Your task is to print every entry below exactly as given.
——————————
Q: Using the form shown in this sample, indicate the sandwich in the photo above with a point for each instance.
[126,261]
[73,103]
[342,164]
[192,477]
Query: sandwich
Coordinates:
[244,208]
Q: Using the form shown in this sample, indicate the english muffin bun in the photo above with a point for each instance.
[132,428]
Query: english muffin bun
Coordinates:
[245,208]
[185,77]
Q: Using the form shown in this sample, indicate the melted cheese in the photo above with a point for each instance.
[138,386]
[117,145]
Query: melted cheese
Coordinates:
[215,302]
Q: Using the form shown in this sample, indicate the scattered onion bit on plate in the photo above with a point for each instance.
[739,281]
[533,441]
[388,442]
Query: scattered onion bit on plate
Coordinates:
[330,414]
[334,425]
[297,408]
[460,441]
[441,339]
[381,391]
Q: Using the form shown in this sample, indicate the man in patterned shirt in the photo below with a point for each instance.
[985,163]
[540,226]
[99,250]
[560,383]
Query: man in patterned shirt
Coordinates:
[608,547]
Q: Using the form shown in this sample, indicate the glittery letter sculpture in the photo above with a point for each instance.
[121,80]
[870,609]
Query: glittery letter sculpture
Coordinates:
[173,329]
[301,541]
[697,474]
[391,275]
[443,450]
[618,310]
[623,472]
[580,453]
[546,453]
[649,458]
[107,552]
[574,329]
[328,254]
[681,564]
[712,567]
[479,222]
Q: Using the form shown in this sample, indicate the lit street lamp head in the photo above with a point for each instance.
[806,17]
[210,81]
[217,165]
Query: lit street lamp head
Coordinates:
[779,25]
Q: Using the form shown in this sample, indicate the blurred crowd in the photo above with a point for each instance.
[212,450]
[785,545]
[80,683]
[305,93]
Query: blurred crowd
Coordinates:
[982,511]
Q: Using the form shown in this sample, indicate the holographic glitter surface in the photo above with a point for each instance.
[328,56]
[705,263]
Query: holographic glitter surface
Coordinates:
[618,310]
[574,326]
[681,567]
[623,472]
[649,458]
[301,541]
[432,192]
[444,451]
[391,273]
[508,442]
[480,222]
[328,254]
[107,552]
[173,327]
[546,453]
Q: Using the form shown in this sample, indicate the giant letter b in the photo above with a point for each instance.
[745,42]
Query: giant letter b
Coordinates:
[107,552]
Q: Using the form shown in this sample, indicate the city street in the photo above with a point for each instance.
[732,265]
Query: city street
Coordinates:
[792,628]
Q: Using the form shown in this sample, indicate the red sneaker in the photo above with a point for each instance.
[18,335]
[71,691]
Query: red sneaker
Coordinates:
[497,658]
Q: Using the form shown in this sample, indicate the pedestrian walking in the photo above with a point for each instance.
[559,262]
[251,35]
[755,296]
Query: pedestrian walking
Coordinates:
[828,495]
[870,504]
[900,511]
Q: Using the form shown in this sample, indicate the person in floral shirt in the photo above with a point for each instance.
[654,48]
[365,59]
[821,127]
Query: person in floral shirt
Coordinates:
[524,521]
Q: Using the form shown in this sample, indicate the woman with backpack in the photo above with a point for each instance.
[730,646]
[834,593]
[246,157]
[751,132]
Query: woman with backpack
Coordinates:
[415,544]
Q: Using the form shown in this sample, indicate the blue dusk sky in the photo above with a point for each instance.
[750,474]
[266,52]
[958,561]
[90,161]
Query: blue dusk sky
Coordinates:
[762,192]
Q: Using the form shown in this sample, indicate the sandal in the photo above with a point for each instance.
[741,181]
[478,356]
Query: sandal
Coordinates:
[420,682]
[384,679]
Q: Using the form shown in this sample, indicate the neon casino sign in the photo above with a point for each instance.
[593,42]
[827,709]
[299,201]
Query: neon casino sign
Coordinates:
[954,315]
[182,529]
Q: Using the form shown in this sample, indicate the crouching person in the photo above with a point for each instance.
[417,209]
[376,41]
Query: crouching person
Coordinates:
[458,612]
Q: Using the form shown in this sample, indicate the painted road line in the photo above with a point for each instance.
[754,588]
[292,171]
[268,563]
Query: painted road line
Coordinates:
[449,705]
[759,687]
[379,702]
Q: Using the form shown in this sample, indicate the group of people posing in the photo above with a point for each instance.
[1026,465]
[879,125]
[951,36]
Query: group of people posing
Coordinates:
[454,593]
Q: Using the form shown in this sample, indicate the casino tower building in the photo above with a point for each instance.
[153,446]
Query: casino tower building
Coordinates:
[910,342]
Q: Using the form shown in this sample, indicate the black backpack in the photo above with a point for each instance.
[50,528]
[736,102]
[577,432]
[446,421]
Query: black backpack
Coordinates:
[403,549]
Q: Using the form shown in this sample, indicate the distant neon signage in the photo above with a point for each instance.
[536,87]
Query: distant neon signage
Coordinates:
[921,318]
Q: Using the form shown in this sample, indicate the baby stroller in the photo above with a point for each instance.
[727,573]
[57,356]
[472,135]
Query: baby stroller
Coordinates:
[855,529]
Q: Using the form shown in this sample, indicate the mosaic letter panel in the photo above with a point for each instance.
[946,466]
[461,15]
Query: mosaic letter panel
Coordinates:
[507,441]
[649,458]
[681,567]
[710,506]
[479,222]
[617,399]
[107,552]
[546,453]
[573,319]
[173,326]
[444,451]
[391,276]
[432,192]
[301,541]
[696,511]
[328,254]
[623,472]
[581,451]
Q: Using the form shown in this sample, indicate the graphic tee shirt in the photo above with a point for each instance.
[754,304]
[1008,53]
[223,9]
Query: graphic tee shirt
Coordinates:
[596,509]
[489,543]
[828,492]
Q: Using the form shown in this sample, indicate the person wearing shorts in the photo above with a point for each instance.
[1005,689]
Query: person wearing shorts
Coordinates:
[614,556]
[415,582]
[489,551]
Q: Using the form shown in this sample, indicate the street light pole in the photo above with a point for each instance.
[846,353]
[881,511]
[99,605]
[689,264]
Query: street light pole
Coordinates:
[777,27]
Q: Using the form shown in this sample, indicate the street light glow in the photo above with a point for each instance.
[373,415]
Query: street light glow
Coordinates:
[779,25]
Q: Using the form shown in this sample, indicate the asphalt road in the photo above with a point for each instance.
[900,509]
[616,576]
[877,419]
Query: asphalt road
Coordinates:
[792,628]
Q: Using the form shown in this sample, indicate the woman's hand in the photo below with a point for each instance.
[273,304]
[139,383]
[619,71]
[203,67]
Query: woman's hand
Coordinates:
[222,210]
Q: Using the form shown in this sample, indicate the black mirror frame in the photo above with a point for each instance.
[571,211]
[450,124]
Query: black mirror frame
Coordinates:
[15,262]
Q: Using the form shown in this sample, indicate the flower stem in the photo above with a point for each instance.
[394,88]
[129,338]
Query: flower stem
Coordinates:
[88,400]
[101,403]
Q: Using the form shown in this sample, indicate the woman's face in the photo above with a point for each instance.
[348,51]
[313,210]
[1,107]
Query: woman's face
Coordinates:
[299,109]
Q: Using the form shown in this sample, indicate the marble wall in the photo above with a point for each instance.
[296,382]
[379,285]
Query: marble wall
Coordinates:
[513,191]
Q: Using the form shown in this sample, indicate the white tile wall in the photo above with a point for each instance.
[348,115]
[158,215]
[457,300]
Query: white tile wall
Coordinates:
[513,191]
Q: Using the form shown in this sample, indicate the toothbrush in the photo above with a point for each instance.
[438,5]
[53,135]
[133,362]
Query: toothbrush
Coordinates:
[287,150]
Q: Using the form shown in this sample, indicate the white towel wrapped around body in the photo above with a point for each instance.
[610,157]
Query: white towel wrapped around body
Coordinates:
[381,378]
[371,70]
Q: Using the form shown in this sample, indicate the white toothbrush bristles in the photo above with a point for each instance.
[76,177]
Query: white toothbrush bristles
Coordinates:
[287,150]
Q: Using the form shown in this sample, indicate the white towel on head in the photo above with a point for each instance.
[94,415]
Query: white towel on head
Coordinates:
——————————
[Response]
Q: Using the form shown in this sample, indicate the sandwich in the photo above with a point for each instance.
[126,261]
[73,103]
[342,164]
[192,477]
Query: sandwich
Coordinates:
[244,208]
Q: Using the form shown in this sample, indicate the english muffin bun in the photo above with a point for each instance.
[132,428]
Query: english muffin bun
Coordinates:
[245,208]
[185,77]
Q: Using the form shown in this sample, indicate the melted cheese in the photo above with a point for each instance.
[138,386]
[117,145]
Query: melted cheese
Coordinates:
[215,302]
Q: Using the form shown in this sample, indicate the scattered onion bit on plate in the photo above with a point for each instance.
[739,281]
[533,441]
[388,442]
Query: scattered onion bit on plate
Coordinates:
[330,414]
[334,425]
[297,408]
[460,441]
[441,339]
[381,391]
Q: Using the form shown in this sample, indicate the man in patterned shirt in the photo below with a point for each instance.
[985,163]
[540,226]
[99,250]
[560,383]
Query: man in patterned shirt
Coordinates:
[608,547]
Q: Using the form shown in this sample, indicate the glittery letter sculpture in the photo above with a point for each instance.
[121,80]
[870,609]
Query: glittery letter sculpture
Coordinates:
[173,329]
[301,541]
[697,474]
[391,275]
[443,450]
[618,310]
[623,472]
[580,453]
[546,453]
[649,458]
[107,552]
[574,329]
[328,254]
[681,564]
[712,567]
[479,222]
Q: Using the form shown in this sample, indicate the lit street lamp head in the photo above with a point for each instance.
[806,17]
[210,81]
[217,165]
Query: lit street lamp head
Coordinates:
[779,25]
Q: Using the form shown in this sample, indicate the blurred crowd in the photo above with a point for each instance.
[212,450]
[785,545]
[80,683]
[305,93]
Query: blurred crowd
Coordinates:
[982,511]
Q: Using the form shown in this sample, indicate the holographic glitter surface in the photo above with a point for each instance.
[328,56]
[705,263]
Query: holographic glitter surface
Coordinates:
[618,310]
[574,326]
[681,567]
[623,472]
[649,458]
[301,541]
[432,192]
[444,451]
[391,273]
[508,442]
[480,222]
[328,254]
[107,552]
[173,327]
[546,453]
Q: Using the form shown in this sample, indicate the giant letter b in the photo above with a point for each instance.
[745,42]
Query: giant letter b
Coordinates:
[107,552]
Q: Using the form shown in this sample, indicate the city street in the photo above with a point for each instance.
[732,265]
Query: city street
Coordinates:
[792,628]
Q: Using the form shown in this sample, indicate the red sneaker in the photo above with a point for each instance.
[18,335]
[71,691]
Query: red sneaker
Coordinates:
[497,658]
Q: Using the form shown in this sample, indicate the pedestrian walking in the photo above with a point for each instance.
[559,262]
[251,35]
[755,296]
Query: pedestrian walking
Coordinates:
[828,495]
[870,504]
[900,511]
Q: Using the form shown in this sample, indicate the person in floral shirt in the photo above with a point for each instance.
[654,48]
[365,59]
[821,127]
Query: person in floral shirt
Coordinates:
[524,521]
Q: Using the form shown in this sample, indicate the woman with backpack in the photo above with a point for each instance.
[730,646]
[834,593]
[246,157]
[751,132]
Query: woman with backpack
Coordinates:
[415,544]
Q: Using the form shown in this sample, indicate the blue dusk sky in the photo above with a point for each instance.
[750,474]
[266,52]
[958,561]
[90,161]
Query: blue dusk sky
Coordinates:
[762,192]
Q: Using the form shown in this sample, indicate the sandal in the photo above with a point for each instance.
[741,181]
[478,356]
Query: sandal
Coordinates:
[420,682]
[384,679]
Q: Using the form shown in this sample, indicate the neon casino sign in the photo above with a point for each instance.
[593,42]
[827,709]
[299,201]
Query: neon casino sign
Coordinates:
[954,315]
[182,529]
Q: Using the form shown in this sample, indicate the crouching person in the photo above with a point for each instance.
[417,209]
[376,41]
Query: crouching person
Coordinates:
[458,612]
Q: Using the form shown in this sample, indicate the painted road line in the photo above with a point for each instance.
[754,588]
[292,171]
[268,563]
Query: painted road line
Coordinates:
[449,705]
[759,687]
[379,702]
Q: Using the form shown in this sample, indicate the group of people posing in the photo above with a point for each instance.
[1026,465]
[879,125]
[951,36]
Query: group of people posing
Coordinates:
[454,593]
Q: Using the form shown in this sample, indicate the casino tower building in the photo above with a point for each instance.
[153,446]
Query: casino tower building
Coordinates:
[910,342]
Q: Using the form shown in this sample, indicate the black backpack in the photo above with a point for each instance.
[50,528]
[736,102]
[577,432]
[446,421]
Query: black backpack
Coordinates:
[403,549]
Q: Using the form shown in this sample, indicate the distant neon signage in the photo above with a point for each instance.
[536,87]
Query: distant neon signage
Coordinates:
[921,318]
Q: Using the form shown in this sample, indicate the baby stroller in the photo above with a point for each instance.
[727,573]
[57,356]
[472,135]
Query: baby stroller
Coordinates:
[855,529]
Q: Using the form shown in this sample, indicate the mosaic letter panel in the photo above with a point for each instance.
[946,466]
[461,15]
Query: mosaic letter panel
Coordinates:
[507,441]
[649,458]
[681,567]
[710,506]
[479,222]
[617,399]
[107,552]
[546,453]
[573,319]
[173,326]
[444,451]
[391,276]
[432,192]
[301,541]
[696,511]
[328,254]
[623,472]
[581,451]
Q: Using the form shown in this sample, indicate the graphic tee shirt in the photo above with a point for each instance.
[754,304]
[1008,53]
[223,9]
Query: graphic tee shirt
Coordinates:
[596,509]
[489,543]
[828,492]
Q: Using the form shown in this sample, indicate the person wearing shorts in the photo above with a point for each instance.
[1005,689]
Query: person wearing shorts
Coordinates:
[614,556]
[415,582]
[489,551]
Q: Using the form shown in this sample, indicate the street light pole in the photo above with a point for each instance.
[846,353]
[881,511]
[99,605]
[689,264]
Query: street light pole
Coordinates:
[777,27]
Q: Using the form shown in this sample, indicate the street light glow in the photo above with a point for each instance.
[373,415]
Query: street light glow
Coordinates:
[779,25]
Q: Using the form shown in this sample, indicate the asphalt road in the photo above with a point for each instance.
[900,509]
[616,576]
[877,419]
Query: asphalt road
Coordinates:
[792,628]
Q: Using the form shown in this sample, indicate the woman's hand in the photo below with a point for each instance.
[273,304]
[139,383]
[619,71]
[203,67]
Query: woman's hand
Coordinates:
[222,210]
Q: Using the form shown in this sample, indicate the black mirror frame in the photo above with a point for each instance.
[571,211]
[450,124]
Query: black mirror frame
Coordinates:
[15,262]
Q: Using the form shown in this sample, indicate the flower stem in the photo above with a point for each instance.
[394,88]
[129,338]
Query: flower stem
Coordinates:
[88,400]
[101,403]
Q: Using the form shown in this sample, indicate the woman's face in the photo above with a point for each instance.
[348,51]
[313,210]
[1,107]
Query: woman's face
Coordinates:
[299,109]
Q: Using the form shown in this sample, indicate the marble wall in the photo above with a point for each instance.
[296,382]
[379,285]
Query: marble wall
Coordinates:
[513,191]
Q: Using the form shown in this sample, indicate the white tile wall in the photo above with a point for each instance.
[348,115]
[158,215]
[457,300]
Query: white tile wall
Coordinates:
[513,191]
Q: Using the form shown in this sample, indicate the toothbrush in the photo above with a point for each instance.
[438,5]
[53,135]
[133,362]
Query: toothbrush
Coordinates:
[287,150]
Q: Using the form shown in this sample, indicate the white towel wrapped around body in the photo above with a point for each instance.
[610,157]
Query: white towel wrapped around body
Coordinates:
[381,378]
[371,70]
Q: Using the form shown in this sample, indicate the white toothbrush bristles in the photo above with a point for each instance.
[76,177]
Query: white toothbrush bristles
Coordinates:
[287,150]
Q: Using the form shown in this sample, indicate the white towel on head in the photo above with a point for each instance.
[94,415]
Query: white towel on head
Coordinates:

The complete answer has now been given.